◆ Brief
Return every one of the records below verbatim, changing nothing.

┌──

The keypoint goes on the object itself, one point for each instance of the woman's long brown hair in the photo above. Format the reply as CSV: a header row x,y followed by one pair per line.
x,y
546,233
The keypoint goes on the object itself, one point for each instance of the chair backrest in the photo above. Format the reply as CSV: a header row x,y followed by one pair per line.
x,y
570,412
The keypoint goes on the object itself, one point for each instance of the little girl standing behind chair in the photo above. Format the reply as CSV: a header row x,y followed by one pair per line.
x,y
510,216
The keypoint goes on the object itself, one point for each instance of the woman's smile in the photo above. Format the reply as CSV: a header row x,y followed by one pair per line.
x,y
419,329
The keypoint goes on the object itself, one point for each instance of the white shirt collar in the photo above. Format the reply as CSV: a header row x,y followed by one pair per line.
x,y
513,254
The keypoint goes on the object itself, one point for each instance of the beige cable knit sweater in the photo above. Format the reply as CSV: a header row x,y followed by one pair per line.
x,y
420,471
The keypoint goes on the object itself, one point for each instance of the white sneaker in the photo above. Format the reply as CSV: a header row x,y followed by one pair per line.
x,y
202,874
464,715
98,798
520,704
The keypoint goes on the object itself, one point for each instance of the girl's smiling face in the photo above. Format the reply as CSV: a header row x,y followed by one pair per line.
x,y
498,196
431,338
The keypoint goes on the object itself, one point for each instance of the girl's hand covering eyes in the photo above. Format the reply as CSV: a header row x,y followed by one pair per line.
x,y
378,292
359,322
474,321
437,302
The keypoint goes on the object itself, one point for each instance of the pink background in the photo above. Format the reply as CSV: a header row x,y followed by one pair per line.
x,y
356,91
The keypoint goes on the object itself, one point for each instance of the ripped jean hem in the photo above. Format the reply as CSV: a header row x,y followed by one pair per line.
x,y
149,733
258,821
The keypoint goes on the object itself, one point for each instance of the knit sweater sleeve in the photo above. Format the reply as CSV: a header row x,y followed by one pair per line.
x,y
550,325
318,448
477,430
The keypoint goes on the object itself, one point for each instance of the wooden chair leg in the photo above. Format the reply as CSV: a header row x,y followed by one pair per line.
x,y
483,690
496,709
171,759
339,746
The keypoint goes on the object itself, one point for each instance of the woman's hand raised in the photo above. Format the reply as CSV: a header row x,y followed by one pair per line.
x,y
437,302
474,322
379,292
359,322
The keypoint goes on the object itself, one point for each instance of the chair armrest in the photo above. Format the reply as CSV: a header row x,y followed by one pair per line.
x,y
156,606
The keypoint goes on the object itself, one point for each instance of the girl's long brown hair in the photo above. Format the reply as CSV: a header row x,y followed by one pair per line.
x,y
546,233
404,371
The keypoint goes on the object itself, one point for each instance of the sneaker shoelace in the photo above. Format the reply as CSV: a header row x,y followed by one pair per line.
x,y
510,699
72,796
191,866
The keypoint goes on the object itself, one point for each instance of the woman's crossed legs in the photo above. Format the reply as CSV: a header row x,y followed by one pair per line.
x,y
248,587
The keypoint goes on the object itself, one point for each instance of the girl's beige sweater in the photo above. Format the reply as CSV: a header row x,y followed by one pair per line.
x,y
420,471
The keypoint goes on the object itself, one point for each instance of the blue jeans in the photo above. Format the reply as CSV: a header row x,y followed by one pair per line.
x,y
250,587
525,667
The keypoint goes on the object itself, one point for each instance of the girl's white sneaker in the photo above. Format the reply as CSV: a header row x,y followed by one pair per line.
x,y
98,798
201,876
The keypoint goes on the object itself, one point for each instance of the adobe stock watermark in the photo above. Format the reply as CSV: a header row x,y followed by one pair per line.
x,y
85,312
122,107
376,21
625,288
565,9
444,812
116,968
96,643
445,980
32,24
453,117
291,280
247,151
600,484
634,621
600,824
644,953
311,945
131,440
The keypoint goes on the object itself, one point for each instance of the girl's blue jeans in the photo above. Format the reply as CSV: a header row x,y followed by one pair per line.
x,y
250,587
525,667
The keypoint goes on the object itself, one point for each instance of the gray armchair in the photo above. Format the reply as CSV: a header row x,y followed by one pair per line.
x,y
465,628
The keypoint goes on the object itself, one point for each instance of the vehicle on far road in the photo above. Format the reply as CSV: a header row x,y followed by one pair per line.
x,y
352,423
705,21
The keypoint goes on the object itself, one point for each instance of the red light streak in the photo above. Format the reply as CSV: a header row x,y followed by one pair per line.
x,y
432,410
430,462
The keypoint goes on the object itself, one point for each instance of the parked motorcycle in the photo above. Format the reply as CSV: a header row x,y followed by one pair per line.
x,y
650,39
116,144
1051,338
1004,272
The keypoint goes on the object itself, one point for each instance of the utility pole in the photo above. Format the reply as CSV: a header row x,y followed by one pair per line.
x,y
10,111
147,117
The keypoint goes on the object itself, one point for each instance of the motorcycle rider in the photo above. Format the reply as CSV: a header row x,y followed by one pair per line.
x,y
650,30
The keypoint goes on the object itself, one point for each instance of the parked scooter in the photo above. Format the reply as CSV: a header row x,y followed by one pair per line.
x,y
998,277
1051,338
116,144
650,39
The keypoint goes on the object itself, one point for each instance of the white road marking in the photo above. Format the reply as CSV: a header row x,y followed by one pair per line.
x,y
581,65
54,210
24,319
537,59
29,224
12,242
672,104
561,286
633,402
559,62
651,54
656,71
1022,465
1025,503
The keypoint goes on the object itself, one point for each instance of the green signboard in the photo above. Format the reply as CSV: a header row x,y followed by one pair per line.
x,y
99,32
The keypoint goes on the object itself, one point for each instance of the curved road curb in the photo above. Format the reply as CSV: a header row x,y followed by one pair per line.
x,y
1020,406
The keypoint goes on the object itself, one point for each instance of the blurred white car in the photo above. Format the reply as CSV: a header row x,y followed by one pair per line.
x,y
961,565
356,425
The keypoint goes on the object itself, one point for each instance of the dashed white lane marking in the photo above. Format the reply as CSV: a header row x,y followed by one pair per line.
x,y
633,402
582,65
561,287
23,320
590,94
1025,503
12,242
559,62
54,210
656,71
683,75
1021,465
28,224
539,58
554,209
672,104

└──

◆ Output for this exercise
The keypoint goes on the object itself, one point for each instance of the woman's long brown hair in the photo above. Format the reply as CSV: a header row x,y followed by one pair per line.
x,y
546,233
The keypoint goes on the object itself, one point for each instance of the chair backrest in the photo above. Format the reply as CSV: a header row x,y followed by one pair per line.
x,y
570,412
The keypoint goes on the object itself, one point for each instance of the little girl standing behind chair in the photo above. Format the reply as CSV: a header row x,y followed by one pair per line.
x,y
510,216
The keypoint goes on the object itself, one point for each instance of the woman's smile in the photo above. Format the reply as CSV: a header row x,y followed by one pair per line.
x,y
419,329
The keypoint goes on the object itself, one point for each instance of the white shirt collar in the photo above. Format the reply as CSV: a header row x,y followed by one pair per line.
x,y
513,254
The keypoint goes on the object itself, one point for each instance of the beige cable knit sweater in the photo above. Format the reply as CSV: a header row x,y followed by one pair per line.
x,y
420,471
The keypoint goes on the object itself, one point for each instance of the white sneaker in the photo above. Format the reply as CSV: a header row x,y followed by one pair per line.
x,y
202,874
464,715
98,798
520,704
The keypoint goes on the object itself, one point for each instance of the girl's smiling face in the photo above. Format the reply as CSV: a header row x,y followed by one pair per line.
x,y
498,196
431,338
The keypoint goes on the object itself, one point for each instance of the girl's hand covering eyes in the photo above. Format the reply as CSV: a header row x,y followed by one pair per line.
x,y
378,292
359,322
474,321
437,302
The keypoint goes on the object itself, one point for each instance of the pink background in the photo above. Format the reply as CSV: a header row x,y followed by one pair per line.
x,y
356,91
The keypoint goes on the object itself, one point for each instance of the ripped jean hem in the photo above. Format the reply as CSV: a header row x,y followed by one pair per line.
x,y
149,733
258,821
The keypoint goes on the object itself, one point for each instance of the knit sweater sleeve in the photo above. Format the reply as CSV: a header row x,y followed by one pair per line.
x,y
550,325
318,448
477,430
The keypoint goes on the object itself, one point for each instance of the wooden chair leg in the photo above. Format the reply as CSV: a header row x,y followed by one pair per line.
x,y
483,690
496,709
171,759
339,746
The keypoint goes on the object itself, one point for each instance of the woman's hand raised in the photo above. Format the reply as CSV: a header row x,y followed by one pair per line.
x,y
437,302
474,322
379,292
359,322
The keypoint goes on the object itself, one point for each instance of the chair armrest in the photo above. Format the reply as CSV: a header row x,y followed by one pair per line.
x,y
156,606
The keypoint goes on the object itself, one point for each instance of the girl's long brown hair in the photo above. Format the reply as CSV: a header row x,y followed by one pair per line.
x,y
546,233
404,371
The keypoint goes on the object itself, one point for each instance of the sneaker shoelace in the photo above. Format the reply as CSV: a header row x,y followed by one pair per line.
x,y
510,699
72,796
191,866
The keypoint goes on the object itself, one point for each instance of the woman's crossed legs in the photo above. Format the reply as CSV: a header row x,y followed by one pair per line.
x,y
248,587
The keypoint goes on the object itself, one point for each instance of the girl's beige sweater in the photo above. Format the reply as CSV: a header row x,y followed by one pair per line.
x,y
420,471
The keypoint goes on the object itself, one point for each instance of the blue jeans in the photo above. Format the reply as CSV: a header row x,y followed by one pair per line.
x,y
250,587
525,667
The keypoint goes on the object itself, one point for each instance of the girl's white sneaker in the photo above. Format the reply as CSV: a header row x,y followed by one pair per line.
x,y
98,798
201,876
The keypoint goes on the object itself, one point for each instance of the adobe stock watermark in the photo above. Format the reply as CSV: a header row x,y followed by one pair per line.
x,y
85,312
122,107
376,21
625,288
565,9
444,812
116,968
96,643
445,980
32,24
453,117
291,280
247,151
600,484
634,621
600,824
644,953
311,945
131,440
The keypoint goes on the object itself, one point for each instance of the girl's blue jeans in the photo above. Format the reply as CSV: a header row x,y followed by one pair per line.
x,y
250,587
525,667
The keypoint goes on the object itself, one point for each instance of the gray armchair in the photo above. Format the reply as CSV: a header row x,y followed by one pair per line.
x,y
465,628
The keypoint goes on the object itself, one point for each instance of the vehicle on far road in the photo above. Format the reply as CSV: a header row x,y followed by one pair per line.
x,y
352,423
705,21
The keypoint goes on the object itself, one point for each instance of the red light streak in the photo above. Format the reply as CSV: a header row x,y followed by one pair per line.
x,y
432,410
430,462
The keypoint goes on the object itself, one point for each instance of the parked motorcycle in the photo above. Format the reply as CSV: a header row x,y followed by one pair per line.
x,y
650,39
116,144
1051,338
1004,272
The keypoint goes on the object itself, one point for each instance of the utility pole in the photo above. Format the reply as CSV: a header row x,y followed by one pair per line.
x,y
10,111
147,117
The keypoint goes on the object itself, one point for each instance of the motorcycle rider in the photo above. Format the reply as CSV: a header row x,y followed by one pair per line.
x,y
650,30
The keypoint goes on the object itself, one point for each instance of the parked scooter in the photo above. Format the reply as CSV: a header row x,y followed by one pair per line.
x,y
998,277
1051,338
116,144
650,39
The keypoint goes on the object itself, one point for each instance of the white road marking in the photo above. Format the reply as CSV: a header row x,y followed by one pair per line.
x,y
581,65
54,210
24,319
537,59
29,224
12,242
672,104
561,286
633,402
559,62
651,54
656,71
1022,465
1025,503
The keypoint goes on the object itself, one point for each instance of the green signboard in the photo above. Format the reply as CSV: a header row x,y followed by one pair per line.
x,y
99,32
The keypoint goes on the object itself, one point for each instance of the curved road curb in the photo above. Format the reply as CSV: a header row x,y followed by one pair per line.
x,y
1020,406
The keypoint goes on the object itself, one point for each instance of the blurred white car in the photo above. Format the reply as CSV: a header row x,y followed by one pair per line.
x,y
961,565
356,425
The keypoint goes on the object itself, one point for each instance of the dashed white lane marking in the photo above. Format the reply as CSV: a header row x,y followed by one pair per line.
x,y
633,402
582,65
561,287
23,320
590,94
1025,503
12,242
559,62
54,210
656,71
683,75
1021,465
28,224
539,58
554,209
672,104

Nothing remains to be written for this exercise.